[Contour annotation records]
==============================

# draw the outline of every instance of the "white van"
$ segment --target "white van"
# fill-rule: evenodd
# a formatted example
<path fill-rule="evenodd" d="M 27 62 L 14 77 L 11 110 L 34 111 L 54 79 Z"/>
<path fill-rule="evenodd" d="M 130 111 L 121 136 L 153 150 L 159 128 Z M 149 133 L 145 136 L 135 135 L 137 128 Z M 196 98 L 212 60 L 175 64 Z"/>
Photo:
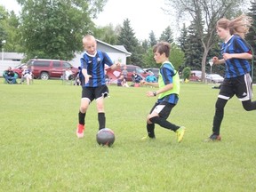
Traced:
<path fill-rule="evenodd" d="M 201 78 L 202 77 L 202 71 L 191 70 L 191 75 L 198 76 L 199 78 Z"/>

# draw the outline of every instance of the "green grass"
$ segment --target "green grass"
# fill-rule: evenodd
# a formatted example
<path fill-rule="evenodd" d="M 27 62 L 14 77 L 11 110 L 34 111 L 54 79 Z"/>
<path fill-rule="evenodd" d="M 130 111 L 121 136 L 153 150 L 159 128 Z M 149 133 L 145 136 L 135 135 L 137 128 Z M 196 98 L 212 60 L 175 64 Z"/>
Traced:
<path fill-rule="evenodd" d="M 95 101 L 84 138 L 76 138 L 81 87 L 59 80 L 0 82 L 0 191 L 256 191 L 256 111 L 244 111 L 233 98 L 221 142 L 204 142 L 219 92 L 210 84 L 181 84 L 169 117 L 187 127 L 181 143 L 158 125 L 156 140 L 140 140 L 156 101 L 146 97 L 152 88 L 109 86 L 107 127 L 116 141 L 105 148 L 96 142 Z"/>

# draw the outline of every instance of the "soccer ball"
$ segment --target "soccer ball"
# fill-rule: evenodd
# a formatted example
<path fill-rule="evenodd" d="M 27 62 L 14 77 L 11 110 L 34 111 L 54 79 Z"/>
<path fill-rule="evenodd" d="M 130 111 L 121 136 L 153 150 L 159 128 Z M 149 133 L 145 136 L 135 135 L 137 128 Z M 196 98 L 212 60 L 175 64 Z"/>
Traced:
<path fill-rule="evenodd" d="M 115 142 L 115 133 L 111 129 L 104 128 L 98 132 L 96 140 L 99 145 L 110 147 Z"/>

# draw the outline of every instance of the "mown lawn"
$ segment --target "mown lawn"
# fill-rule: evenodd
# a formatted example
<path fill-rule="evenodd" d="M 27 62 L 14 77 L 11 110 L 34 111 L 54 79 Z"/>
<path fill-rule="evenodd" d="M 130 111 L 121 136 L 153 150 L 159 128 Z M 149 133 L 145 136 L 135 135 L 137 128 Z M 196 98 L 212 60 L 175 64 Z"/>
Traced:
<path fill-rule="evenodd" d="M 256 111 L 233 98 L 225 108 L 220 142 L 212 133 L 218 90 L 183 84 L 169 120 L 185 125 L 184 140 L 156 126 L 141 141 L 156 98 L 150 87 L 110 85 L 105 101 L 112 148 L 100 147 L 95 102 L 84 138 L 76 136 L 81 87 L 60 80 L 5 84 L 0 79 L 0 191 L 256 191 Z"/>

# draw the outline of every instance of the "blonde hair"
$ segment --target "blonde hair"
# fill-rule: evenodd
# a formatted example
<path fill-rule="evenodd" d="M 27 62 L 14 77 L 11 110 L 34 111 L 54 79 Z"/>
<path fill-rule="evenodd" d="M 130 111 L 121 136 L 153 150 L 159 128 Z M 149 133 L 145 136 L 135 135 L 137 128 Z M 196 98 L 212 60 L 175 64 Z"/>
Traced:
<path fill-rule="evenodd" d="M 252 22 L 252 19 L 251 17 L 242 14 L 232 20 L 221 18 L 218 20 L 216 28 L 228 28 L 230 35 L 238 35 L 242 38 L 244 38 L 245 34 L 249 32 Z"/>
<path fill-rule="evenodd" d="M 153 46 L 153 52 L 158 52 L 160 54 L 165 53 L 168 58 L 170 55 L 171 44 L 167 42 L 159 42 Z"/>

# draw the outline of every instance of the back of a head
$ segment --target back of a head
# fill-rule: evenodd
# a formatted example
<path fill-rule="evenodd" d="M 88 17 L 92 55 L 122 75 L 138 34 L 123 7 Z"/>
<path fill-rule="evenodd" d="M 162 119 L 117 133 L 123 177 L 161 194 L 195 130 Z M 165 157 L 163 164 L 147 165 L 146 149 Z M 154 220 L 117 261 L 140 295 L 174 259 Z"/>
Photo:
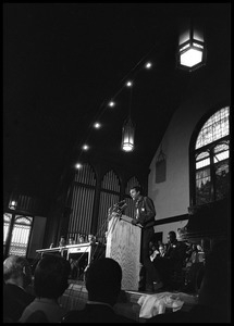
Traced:
<path fill-rule="evenodd" d="M 34 273 L 34 289 L 39 298 L 58 299 L 69 287 L 71 266 L 60 255 L 47 254 L 38 262 Z"/>
<path fill-rule="evenodd" d="M 114 304 L 121 291 L 122 268 L 110 258 L 94 261 L 86 272 L 89 300 Z"/>
<path fill-rule="evenodd" d="M 168 235 L 168 237 L 169 237 L 169 240 L 171 242 L 174 241 L 174 240 L 176 240 L 176 234 L 175 234 L 175 231 L 170 231 L 169 235 Z"/>
<path fill-rule="evenodd" d="M 28 261 L 24 256 L 10 255 L 3 262 L 3 279 L 5 283 L 22 278 L 23 286 L 26 287 L 32 281 L 32 272 Z"/>
<path fill-rule="evenodd" d="M 143 188 L 140 186 L 134 186 L 131 189 L 135 189 L 136 192 L 139 192 L 140 195 L 143 193 Z"/>

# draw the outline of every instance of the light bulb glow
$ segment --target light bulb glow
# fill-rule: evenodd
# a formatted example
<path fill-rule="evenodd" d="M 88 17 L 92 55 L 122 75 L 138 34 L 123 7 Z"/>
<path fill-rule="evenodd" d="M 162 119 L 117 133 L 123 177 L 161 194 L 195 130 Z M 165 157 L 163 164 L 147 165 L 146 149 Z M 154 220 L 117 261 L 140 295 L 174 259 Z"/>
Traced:
<path fill-rule="evenodd" d="M 84 151 L 87 151 L 87 150 L 89 149 L 89 146 L 85 143 L 85 145 L 83 145 L 82 149 L 83 149 Z"/>
<path fill-rule="evenodd" d="M 76 163 L 76 164 L 75 164 L 75 167 L 76 167 L 77 170 L 79 170 L 79 168 L 82 168 L 82 164 L 81 164 L 81 163 Z"/>
<path fill-rule="evenodd" d="M 97 122 L 97 123 L 94 124 L 94 127 L 95 127 L 96 129 L 99 129 L 99 128 L 101 127 L 101 124 Z"/>
<path fill-rule="evenodd" d="M 151 64 L 151 62 L 147 62 L 145 66 L 147 70 L 149 70 L 152 66 L 152 64 Z"/>
<path fill-rule="evenodd" d="M 181 54 L 181 64 L 193 67 L 202 61 L 202 52 L 195 48 L 187 49 Z"/>
<path fill-rule="evenodd" d="M 115 103 L 113 101 L 110 101 L 108 105 L 112 108 L 115 105 Z"/>

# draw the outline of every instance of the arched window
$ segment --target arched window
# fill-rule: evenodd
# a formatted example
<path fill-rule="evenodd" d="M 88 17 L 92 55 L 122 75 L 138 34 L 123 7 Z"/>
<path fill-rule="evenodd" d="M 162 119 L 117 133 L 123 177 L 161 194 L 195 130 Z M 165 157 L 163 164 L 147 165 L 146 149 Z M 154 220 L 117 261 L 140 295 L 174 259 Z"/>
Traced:
<path fill-rule="evenodd" d="M 206 117 L 190 142 L 192 205 L 221 200 L 230 189 L 230 108 Z"/>

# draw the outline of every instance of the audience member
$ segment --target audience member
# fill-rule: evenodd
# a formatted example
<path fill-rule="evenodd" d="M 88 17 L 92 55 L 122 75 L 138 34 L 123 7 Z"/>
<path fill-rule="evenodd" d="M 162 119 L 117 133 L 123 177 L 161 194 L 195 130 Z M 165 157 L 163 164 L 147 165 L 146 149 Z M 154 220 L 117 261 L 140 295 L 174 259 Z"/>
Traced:
<path fill-rule="evenodd" d="M 136 323 L 116 314 L 114 304 L 121 293 L 122 269 L 110 258 L 93 261 L 86 272 L 88 301 L 81 311 L 70 311 L 62 323 Z"/>
<path fill-rule="evenodd" d="M 206 258 L 198 304 L 188 312 L 153 316 L 147 323 L 231 323 L 231 252 L 227 240 L 217 241 Z"/>
<path fill-rule="evenodd" d="M 3 262 L 3 322 L 16 323 L 35 298 L 26 292 L 32 283 L 28 261 L 19 255 L 7 258 Z"/>
<path fill-rule="evenodd" d="M 153 260 L 157 258 L 157 255 L 159 255 L 160 252 L 159 250 L 157 249 L 156 244 L 152 243 L 151 246 L 151 250 L 150 250 L 150 261 L 153 262 Z"/>
<path fill-rule="evenodd" d="M 164 256 L 165 255 L 165 244 L 160 243 L 159 244 L 159 255 L 158 256 Z"/>
<path fill-rule="evenodd" d="M 61 236 L 60 241 L 59 241 L 59 247 L 64 247 L 65 244 L 66 244 L 65 237 Z"/>
<path fill-rule="evenodd" d="M 173 273 L 182 274 L 183 261 L 185 260 L 186 246 L 182 241 L 177 241 L 175 231 L 168 235 L 168 243 L 165 249 L 161 248 L 162 255 L 157 256 L 153 261 L 156 268 L 162 277 L 164 289 L 173 289 Z"/>
<path fill-rule="evenodd" d="M 21 323 L 59 323 L 66 311 L 58 300 L 69 287 L 70 263 L 60 255 L 47 254 L 34 274 L 35 300 L 24 310 Z"/>

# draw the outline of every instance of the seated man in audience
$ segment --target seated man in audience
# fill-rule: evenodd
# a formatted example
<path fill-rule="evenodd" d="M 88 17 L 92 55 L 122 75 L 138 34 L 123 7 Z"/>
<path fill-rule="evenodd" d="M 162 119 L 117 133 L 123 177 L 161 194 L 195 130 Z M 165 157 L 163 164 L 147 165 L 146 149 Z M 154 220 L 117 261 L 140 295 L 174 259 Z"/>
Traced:
<path fill-rule="evenodd" d="M 66 313 L 58 300 L 69 287 L 70 263 L 60 255 L 47 254 L 34 274 L 36 299 L 26 306 L 20 323 L 60 323 Z"/>
<path fill-rule="evenodd" d="M 96 260 L 85 278 L 88 290 L 85 309 L 70 311 L 62 323 L 136 323 L 113 310 L 121 292 L 122 269 L 118 262 L 110 258 Z"/>
<path fill-rule="evenodd" d="M 217 241 L 206 258 L 198 304 L 190 311 L 156 315 L 147 323 L 231 323 L 231 248 Z"/>
<path fill-rule="evenodd" d="M 182 273 L 186 244 L 177 241 L 175 231 L 171 230 L 165 247 L 164 253 L 157 256 L 153 263 L 163 279 L 164 289 L 173 289 L 172 274 L 175 271 Z"/>
<path fill-rule="evenodd" d="M 3 322 L 16 323 L 35 298 L 25 290 L 32 283 L 28 261 L 19 255 L 7 258 L 3 262 Z"/>

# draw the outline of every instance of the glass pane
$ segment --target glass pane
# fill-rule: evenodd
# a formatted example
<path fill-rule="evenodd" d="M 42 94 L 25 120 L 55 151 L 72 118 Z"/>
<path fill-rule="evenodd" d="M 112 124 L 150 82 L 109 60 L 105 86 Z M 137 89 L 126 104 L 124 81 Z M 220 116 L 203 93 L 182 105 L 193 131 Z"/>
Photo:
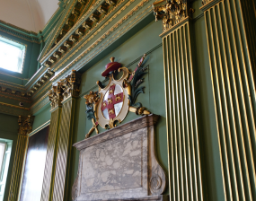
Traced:
<path fill-rule="evenodd" d="M 22 48 L 1 41 L 0 39 L 0 67 L 20 73 L 22 57 Z"/>

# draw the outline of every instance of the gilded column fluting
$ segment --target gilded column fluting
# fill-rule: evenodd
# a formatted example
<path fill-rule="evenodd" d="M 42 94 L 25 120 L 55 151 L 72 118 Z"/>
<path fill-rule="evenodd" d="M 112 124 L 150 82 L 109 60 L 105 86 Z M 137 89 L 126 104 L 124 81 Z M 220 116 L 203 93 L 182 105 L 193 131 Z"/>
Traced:
<path fill-rule="evenodd" d="M 75 117 L 76 99 L 79 96 L 80 74 L 72 74 L 62 81 L 64 100 L 60 120 L 53 195 L 50 200 L 67 200 L 70 182 L 71 149 Z"/>
<path fill-rule="evenodd" d="M 187 0 L 158 1 L 163 20 L 170 200 L 204 200 Z"/>
<path fill-rule="evenodd" d="M 49 92 L 51 101 L 51 117 L 47 146 L 46 165 L 42 184 L 41 201 L 49 201 L 51 197 L 54 185 L 54 175 L 57 159 L 57 145 L 59 133 L 60 115 L 62 112 L 63 90 L 61 83 L 57 83 Z"/>
<path fill-rule="evenodd" d="M 8 197 L 9 201 L 16 201 L 19 197 L 22 169 L 28 145 L 28 134 L 32 130 L 33 118 L 34 118 L 31 116 L 19 116 L 18 118 L 19 132 Z"/>
<path fill-rule="evenodd" d="M 254 39 L 247 39 L 250 35 L 244 29 L 241 2 L 212 0 L 200 8 L 206 23 L 226 201 L 256 200 L 256 94 L 250 57 L 255 52 L 248 48 L 255 33 Z"/>

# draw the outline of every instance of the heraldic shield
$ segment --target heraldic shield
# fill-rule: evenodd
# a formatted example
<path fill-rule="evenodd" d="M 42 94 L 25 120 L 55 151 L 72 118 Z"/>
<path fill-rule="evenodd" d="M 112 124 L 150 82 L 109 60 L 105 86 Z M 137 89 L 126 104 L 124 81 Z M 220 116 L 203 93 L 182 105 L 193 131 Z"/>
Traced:
<path fill-rule="evenodd" d="M 123 73 L 120 79 L 115 80 L 111 74 L 108 85 L 103 89 L 99 87 L 101 98 L 96 106 L 95 118 L 102 127 L 114 127 L 115 121 L 120 123 L 128 112 L 130 84 L 123 83 L 128 78 L 129 73 L 126 67 L 119 68 L 119 71 Z"/>
<path fill-rule="evenodd" d="M 84 96 L 86 100 L 87 118 L 93 122 L 93 127 L 85 135 L 85 138 L 96 131 L 98 125 L 103 128 L 113 128 L 117 123 L 121 123 L 128 111 L 137 115 L 148 115 L 150 112 L 142 107 L 140 102 L 135 103 L 139 93 L 144 92 L 144 87 L 139 85 L 144 82 L 143 76 L 146 74 L 148 66 L 143 67 L 146 54 L 140 59 L 137 68 L 131 73 L 121 64 L 115 62 L 111 57 L 111 63 L 105 66 L 102 72 L 103 77 L 109 77 L 109 83 L 104 86 L 100 81 L 98 92 L 90 92 Z M 119 79 L 116 75 L 121 74 Z M 135 107 L 137 106 L 137 107 Z"/>

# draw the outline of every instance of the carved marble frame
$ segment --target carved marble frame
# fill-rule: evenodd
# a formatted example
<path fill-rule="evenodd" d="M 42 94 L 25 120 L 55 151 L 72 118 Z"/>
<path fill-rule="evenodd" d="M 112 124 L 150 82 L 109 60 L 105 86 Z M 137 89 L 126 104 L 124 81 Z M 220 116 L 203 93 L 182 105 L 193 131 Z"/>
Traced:
<path fill-rule="evenodd" d="M 146 156 L 146 158 L 143 159 L 143 166 L 146 168 L 146 170 L 145 170 L 145 171 L 146 172 L 143 172 L 143 187 L 141 188 L 141 190 L 144 191 L 143 193 L 137 193 L 136 189 L 128 188 L 128 190 L 120 191 L 121 194 L 119 195 L 119 197 L 108 198 L 107 197 L 106 199 L 101 200 L 164 200 L 166 197 L 163 197 L 162 194 L 166 187 L 166 175 L 159 164 L 154 153 L 154 125 L 158 118 L 159 116 L 154 114 L 144 116 L 127 124 L 119 126 L 115 128 L 75 144 L 74 146 L 75 146 L 80 152 L 80 154 L 77 177 L 72 188 L 73 200 L 93 201 L 92 198 L 88 199 L 86 198 L 86 196 L 81 195 L 81 188 L 83 188 L 81 183 L 83 177 L 83 172 L 81 170 L 83 169 L 83 153 L 89 147 L 107 143 L 108 141 L 117 137 L 122 137 L 129 133 L 131 135 L 141 135 L 142 133 L 141 136 L 145 138 L 143 141 L 143 152 L 146 150 L 146 153 L 143 153 L 143 155 L 144 157 Z M 138 132 L 140 132 L 140 134 L 138 134 Z M 135 190 L 135 193 L 132 192 L 131 194 L 133 196 L 131 197 L 129 191 L 132 190 Z M 128 196 L 127 197 L 126 195 Z"/>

==============================

_Description of the task:_ Return everything from the line containing "# draw the outline of every instance of the glass" down to the line containing "22 48 L 1 41", both included, without changing a character. Leave the pictures out.

_Task solution:_
# draw the outline of every instance of the glass pane
$ segment --target glass pane
# fill-rule: evenodd
# a formatted example
<path fill-rule="evenodd" d="M 42 94 L 25 120 L 55 151 L 72 118 Z"/>
<path fill-rule="evenodd" d="M 112 124 L 150 82 L 109 60 L 105 86 Z M 137 89 L 126 104 L 124 81 Z M 220 116 L 203 93 L 182 105 L 193 131 Z"/>
Photo:
Traced:
<path fill-rule="evenodd" d="M 22 48 L 1 41 L 0 39 L 0 67 L 20 73 L 22 57 Z"/>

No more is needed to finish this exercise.